Object location annotation data
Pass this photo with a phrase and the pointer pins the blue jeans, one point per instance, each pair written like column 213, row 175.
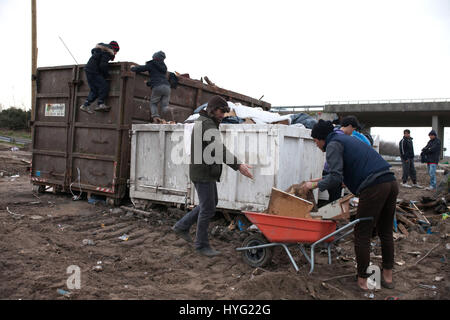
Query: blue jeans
column 201, row 214
column 432, row 172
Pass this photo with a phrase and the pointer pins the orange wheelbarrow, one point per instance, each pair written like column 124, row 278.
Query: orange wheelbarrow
column 288, row 231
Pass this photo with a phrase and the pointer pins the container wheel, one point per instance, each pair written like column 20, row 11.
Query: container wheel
column 38, row 188
column 113, row 202
column 256, row 257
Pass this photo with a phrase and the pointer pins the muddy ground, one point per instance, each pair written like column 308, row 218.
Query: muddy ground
column 41, row 235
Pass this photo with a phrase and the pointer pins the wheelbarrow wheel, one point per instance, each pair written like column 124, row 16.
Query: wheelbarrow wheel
column 257, row 257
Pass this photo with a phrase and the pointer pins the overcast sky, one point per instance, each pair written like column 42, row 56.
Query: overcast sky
column 292, row 52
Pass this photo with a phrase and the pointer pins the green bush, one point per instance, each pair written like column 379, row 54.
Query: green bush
column 14, row 119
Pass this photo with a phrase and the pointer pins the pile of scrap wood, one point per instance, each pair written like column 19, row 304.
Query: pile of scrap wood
column 410, row 215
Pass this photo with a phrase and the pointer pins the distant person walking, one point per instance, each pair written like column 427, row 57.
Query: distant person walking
column 430, row 155
column 97, row 73
column 407, row 155
column 159, row 84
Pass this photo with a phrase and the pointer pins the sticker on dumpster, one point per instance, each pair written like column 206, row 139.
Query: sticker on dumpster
column 55, row 109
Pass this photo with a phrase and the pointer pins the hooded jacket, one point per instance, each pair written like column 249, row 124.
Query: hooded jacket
column 353, row 162
column 98, row 63
column 199, row 170
column 406, row 148
column 157, row 70
column 432, row 151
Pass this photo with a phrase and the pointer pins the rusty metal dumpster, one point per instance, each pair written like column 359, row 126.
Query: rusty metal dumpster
column 73, row 151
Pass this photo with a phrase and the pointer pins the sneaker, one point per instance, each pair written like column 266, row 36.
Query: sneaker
column 102, row 107
column 405, row 185
column 157, row 120
column 183, row 234
column 208, row 251
column 86, row 109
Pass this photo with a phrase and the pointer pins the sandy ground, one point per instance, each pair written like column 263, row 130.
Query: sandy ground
column 41, row 235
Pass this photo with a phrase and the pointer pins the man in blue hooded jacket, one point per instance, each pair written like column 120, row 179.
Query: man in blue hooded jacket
column 97, row 73
column 159, row 84
column 431, row 154
column 367, row 175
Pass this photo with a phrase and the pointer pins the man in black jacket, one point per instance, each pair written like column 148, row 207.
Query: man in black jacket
column 407, row 155
column 431, row 155
column 158, row 82
column 96, row 73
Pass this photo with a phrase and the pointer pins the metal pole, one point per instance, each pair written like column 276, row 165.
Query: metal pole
column 33, row 58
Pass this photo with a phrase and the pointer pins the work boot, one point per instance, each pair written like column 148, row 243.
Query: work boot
column 183, row 234
column 157, row 120
column 102, row 107
column 86, row 109
column 208, row 251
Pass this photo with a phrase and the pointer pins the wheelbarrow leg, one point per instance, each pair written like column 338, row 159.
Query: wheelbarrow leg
column 313, row 246
column 290, row 256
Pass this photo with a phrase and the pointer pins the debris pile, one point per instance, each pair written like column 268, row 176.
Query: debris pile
column 410, row 215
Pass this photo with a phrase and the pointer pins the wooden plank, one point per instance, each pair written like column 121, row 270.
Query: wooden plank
column 420, row 214
column 402, row 229
column 288, row 205
column 405, row 220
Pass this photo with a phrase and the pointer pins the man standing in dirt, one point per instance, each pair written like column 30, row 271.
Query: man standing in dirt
column 367, row 175
column 430, row 155
column 205, row 170
column 407, row 155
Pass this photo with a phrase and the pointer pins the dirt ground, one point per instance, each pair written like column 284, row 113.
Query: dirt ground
column 41, row 235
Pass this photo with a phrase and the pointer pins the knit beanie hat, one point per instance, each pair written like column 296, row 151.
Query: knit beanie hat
column 217, row 102
column 322, row 129
column 160, row 55
column 350, row 120
column 115, row 46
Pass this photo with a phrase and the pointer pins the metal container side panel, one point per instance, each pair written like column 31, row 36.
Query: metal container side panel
column 290, row 152
column 256, row 145
column 100, row 141
column 50, row 127
column 159, row 168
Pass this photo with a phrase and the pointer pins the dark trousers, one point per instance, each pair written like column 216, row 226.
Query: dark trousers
column 201, row 214
column 408, row 170
column 379, row 202
column 99, row 88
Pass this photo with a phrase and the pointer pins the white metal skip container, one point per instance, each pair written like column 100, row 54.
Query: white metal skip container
column 280, row 155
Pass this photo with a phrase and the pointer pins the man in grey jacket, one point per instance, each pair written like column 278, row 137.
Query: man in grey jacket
column 205, row 171
column 407, row 155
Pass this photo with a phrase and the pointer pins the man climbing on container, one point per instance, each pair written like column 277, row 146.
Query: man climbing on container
column 159, row 84
column 367, row 175
column 207, row 155
column 97, row 74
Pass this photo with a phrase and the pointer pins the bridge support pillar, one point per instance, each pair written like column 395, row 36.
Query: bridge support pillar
column 438, row 126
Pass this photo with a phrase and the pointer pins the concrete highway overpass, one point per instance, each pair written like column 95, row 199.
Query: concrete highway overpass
column 433, row 113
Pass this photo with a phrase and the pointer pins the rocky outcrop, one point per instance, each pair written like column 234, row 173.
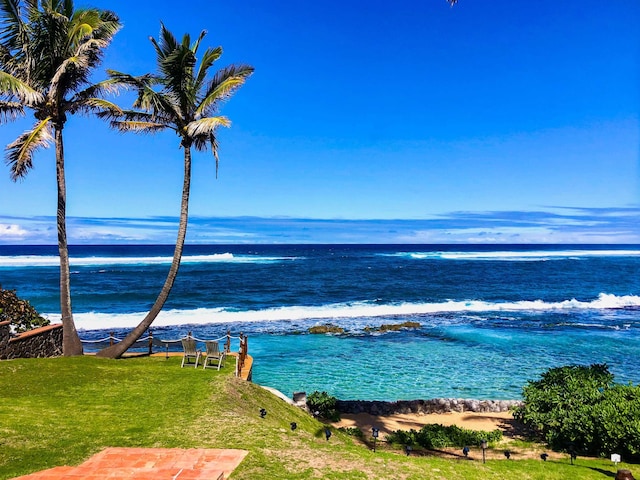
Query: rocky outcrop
column 37, row 343
column 436, row 405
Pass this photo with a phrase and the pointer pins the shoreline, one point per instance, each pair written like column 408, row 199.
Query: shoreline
column 425, row 407
column 484, row 421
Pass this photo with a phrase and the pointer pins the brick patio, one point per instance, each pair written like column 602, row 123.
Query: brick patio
column 149, row 464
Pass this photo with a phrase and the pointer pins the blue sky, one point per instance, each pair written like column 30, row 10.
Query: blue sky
column 493, row 121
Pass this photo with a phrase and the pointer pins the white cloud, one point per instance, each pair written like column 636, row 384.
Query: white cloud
column 12, row 231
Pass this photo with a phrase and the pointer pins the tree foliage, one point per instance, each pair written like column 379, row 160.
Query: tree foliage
column 580, row 407
column 181, row 96
column 48, row 53
column 19, row 312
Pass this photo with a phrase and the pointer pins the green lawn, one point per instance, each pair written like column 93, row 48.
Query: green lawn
column 61, row 411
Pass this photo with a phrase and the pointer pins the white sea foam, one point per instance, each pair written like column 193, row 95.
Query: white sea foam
column 202, row 316
column 513, row 256
column 53, row 260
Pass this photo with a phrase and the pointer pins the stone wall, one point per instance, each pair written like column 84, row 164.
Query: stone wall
column 37, row 343
column 5, row 335
column 436, row 405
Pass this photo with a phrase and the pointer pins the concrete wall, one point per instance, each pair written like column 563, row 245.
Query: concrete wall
column 436, row 405
column 37, row 343
column 5, row 335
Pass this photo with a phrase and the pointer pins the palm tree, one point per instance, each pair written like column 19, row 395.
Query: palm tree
column 182, row 98
column 48, row 51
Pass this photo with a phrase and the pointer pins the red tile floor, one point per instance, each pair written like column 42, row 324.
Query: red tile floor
column 149, row 464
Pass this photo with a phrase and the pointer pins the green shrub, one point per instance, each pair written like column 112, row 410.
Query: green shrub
column 434, row 436
column 324, row 405
column 19, row 312
column 580, row 407
column 353, row 431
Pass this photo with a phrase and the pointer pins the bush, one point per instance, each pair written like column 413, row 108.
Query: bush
column 19, row 312
column 324, row 405
column 439, row 436
column 353, row 431
column 579, row 407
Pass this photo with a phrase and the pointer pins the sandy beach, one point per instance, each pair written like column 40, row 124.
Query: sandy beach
column 407, row 421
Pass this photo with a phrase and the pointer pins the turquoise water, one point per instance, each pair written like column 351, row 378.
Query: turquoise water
column 490, row 317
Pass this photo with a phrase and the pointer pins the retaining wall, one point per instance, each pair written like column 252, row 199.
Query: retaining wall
column 436, row 405
column 37, row 343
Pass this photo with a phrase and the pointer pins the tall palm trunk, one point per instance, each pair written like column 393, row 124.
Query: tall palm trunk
column 119, row 348
column 71, row 344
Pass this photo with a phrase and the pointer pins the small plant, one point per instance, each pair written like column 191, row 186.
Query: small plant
column 353, row 431
column 323, row 405
column 439, row 436
column 20, row 313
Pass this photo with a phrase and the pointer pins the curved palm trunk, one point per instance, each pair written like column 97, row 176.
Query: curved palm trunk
column 71, row 344
column 117, row 350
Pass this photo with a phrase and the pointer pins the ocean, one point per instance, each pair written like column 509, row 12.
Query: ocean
column 490, row 317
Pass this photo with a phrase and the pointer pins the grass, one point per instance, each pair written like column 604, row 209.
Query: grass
column 61, row 411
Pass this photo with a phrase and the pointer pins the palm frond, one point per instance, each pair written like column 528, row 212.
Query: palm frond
column 10, row 111
column 206, row 126
column 166, row 45
column 224, row 83
column 13, row 26
column 10, row 85
column 137, row 127
column 20, row 152
column 208, row 59
column 196, row 44
column 177, row 70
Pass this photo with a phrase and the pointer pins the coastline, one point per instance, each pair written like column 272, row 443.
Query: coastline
column 485, row 421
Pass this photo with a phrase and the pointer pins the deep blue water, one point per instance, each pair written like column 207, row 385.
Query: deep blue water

*Required work*
Everything from the line containing "272, row 443." through the final line of the listing, inclusive, must be reproduced exactly; leave out the rest.

*Expected answer*
Pass this photo with a phrase and the pointer pins the coastline, one point per instance, each pair written like column 272, row 443.
Query: coastline
column 485, row 421
Pass this photo with a phrase and the pointer pins the deep blue water, one point per instance, each pair written like column 207, row 385.
Query: deep blue water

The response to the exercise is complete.